▶ **Extracted text**
######
I’m a little embarrassed by how long it’s been since my last update. I am the queen of mental text replies, so this accidental absence isn’t totally off brand. However, when I told a friend I’ve been meaning to update the blog, she responded “I think your absence is indicative of how hard all of this is and where are you are right now”. My jaw hit the floor – YES QUEEN (my friends never cease to amaze me with their infinite wisdom). This is HARD. I’m such an action oriented person that my first instinct is to just put my head down and power through, but it makes for a hell of time when you are required to stop and look around. I’m in that “stop and look around” period right now and, while it’s physically easier, it’s a bit of a mental doozy.
######
▶ **Assignment 1**
In the blog post, what kind of person does the writer say they are?
▶ **Assignment 2**
Write out the blog post's text word for word, starting at "I’m a little" and ending at "a mental doozy.".

▶ **Supplied information**
######
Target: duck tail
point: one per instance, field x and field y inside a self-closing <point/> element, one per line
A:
######
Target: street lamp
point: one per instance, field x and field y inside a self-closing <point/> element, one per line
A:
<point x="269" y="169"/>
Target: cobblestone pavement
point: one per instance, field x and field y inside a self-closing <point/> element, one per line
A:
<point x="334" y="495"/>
######
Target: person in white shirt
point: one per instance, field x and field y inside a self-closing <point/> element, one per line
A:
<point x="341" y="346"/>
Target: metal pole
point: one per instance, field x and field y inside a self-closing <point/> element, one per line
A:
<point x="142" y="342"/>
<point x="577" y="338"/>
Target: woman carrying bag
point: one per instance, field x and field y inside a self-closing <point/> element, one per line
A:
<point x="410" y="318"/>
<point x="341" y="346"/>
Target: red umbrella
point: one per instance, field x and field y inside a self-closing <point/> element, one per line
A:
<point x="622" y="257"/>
######
▶ **Written reply 1**
An action oriented person.

▶ **Written reply 2**
I’m a little embarrassed by how long it’s been since my last update. I am the queen of mental text replies, so this accidental absence isn’t totally off brand. However, when I told a friend I’ve been meaning to update the blog, she responded “I think your absence is indicative of how hard all of this is and where are you are right now”. My jaw hit the floor – YES QUEEN (my friends never cease to amaze me with their infinite wisdom). This is HARD. I’m such an action oriented person that my first instinct is to just put my head down and power through, but it makes for a hell of time when you are required to stop and look around. I’m in that “stop and look around” period right now and, while it’s physically easier, it’s a bit of a mental doozy.